Goal
Rewrite the part of the records that opens with the line containing "Segment every instance of the crop" and closes with the line containing "[[[0,3],[0,199],[242,199],[244,2]],[[146,72],[121,92],[140,42]]]", reproducing only those lines, requests included. Scale every coordinate in the outline answers by 2.15 and round each result to a whole number, with halves rounded up.

Data lines
============================================================
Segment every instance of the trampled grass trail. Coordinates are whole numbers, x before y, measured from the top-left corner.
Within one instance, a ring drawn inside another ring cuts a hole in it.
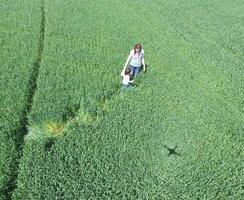
[[[225,45],[239,29],[225,34],[232,23],[219,15],[240,19],[243,4],[233,13],[219,4],[47,1],[29,115],[38,131],[26,137],[13,198],[241,199],[243,47]],[[148,71],[135,91],[113,95],[137,41]],[[42,137],[43,124],[76,118],[63,135]]]

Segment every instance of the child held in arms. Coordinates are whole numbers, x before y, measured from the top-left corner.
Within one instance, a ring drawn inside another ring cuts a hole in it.
[[[132,83],[134,82],[133,80],[131,80],[131,69],[130,68],[126,68],[125,70],[123,70],[121,72],[121,76],[122,76],[122,87],[121,90],[125,91],[128,89],[133,88]]]

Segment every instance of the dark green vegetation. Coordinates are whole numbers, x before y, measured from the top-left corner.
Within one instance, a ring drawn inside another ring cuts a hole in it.
[[[38,67],[39,1],[0,3],[0,199],[10,198]]]
[[[44,49],[13,199],[241,199],[242,1],[33,6],[34,44],[40,51],[41,38]],[[120,94],[120,70],[137,41],[148,71]]]

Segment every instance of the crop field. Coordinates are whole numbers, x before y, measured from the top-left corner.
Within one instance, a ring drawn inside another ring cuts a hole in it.
[[[0,3],[0,199],[242,199],[244,2]],[[146,72],[121,92],[140,42]]]

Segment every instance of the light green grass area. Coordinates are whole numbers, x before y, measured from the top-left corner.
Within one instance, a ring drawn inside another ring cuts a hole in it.
[[[13,199],[242,199],[242,1],[43,3]],[[137,42],[148,70],[121,93]]]

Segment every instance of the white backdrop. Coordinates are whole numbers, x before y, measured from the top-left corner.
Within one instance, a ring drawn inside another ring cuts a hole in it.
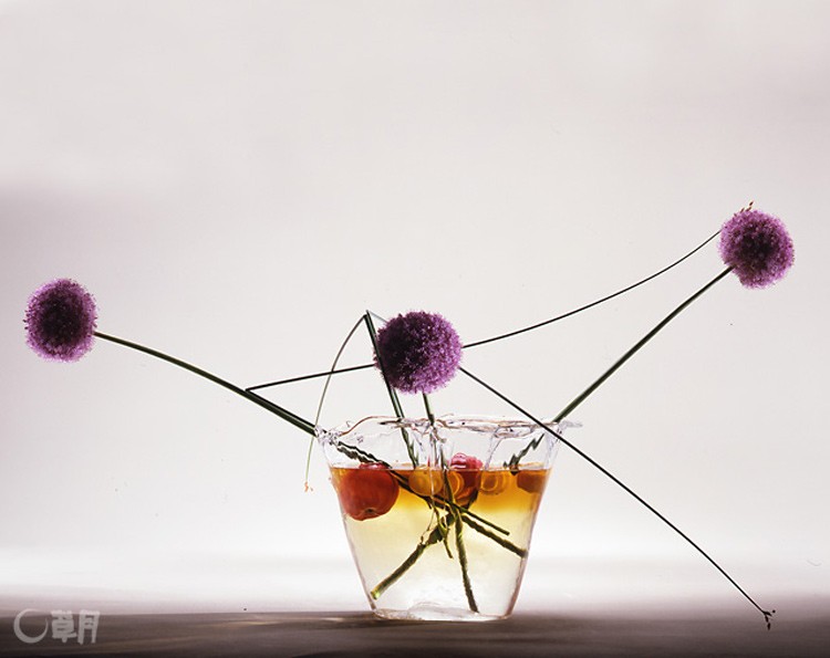
[[[37,358],[42,282],[74,278],[101,331],[252,385],[324,369],[367,307],[442,312],[468,342],[568,311],[750,199],[790,229],[787,279],[719,283],[572,436],[759,597],[830,593],[829,31],[822,2],[0,4],[0,603],[365,605],[317,452],[303,492],[305,436],[107,343]],[[710,244],[465,363],[554,414],[720,268]],[[360,335],[346,362],[369,356]],[[319,390],[272,396],[313,417]],[[509,414],[460,379],[434,404]],[[324,421],[378,412],[377,376],[346,375]],[[527,596],[652,578],[732,600],[602,476],[556,469]],[[309,563],[331,581],[289,577]]]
============================================================
Exercise answer
Segment every instance of the crop field. Coordinates are whole numbers, x before y, measured from the top-left corner.
Within one instance, a ring drawn inside another ring cuts a hole in it.
[[[0,6],[0,428],[520,428],[525,4]],[[314,155],[260,198],[301,90]]]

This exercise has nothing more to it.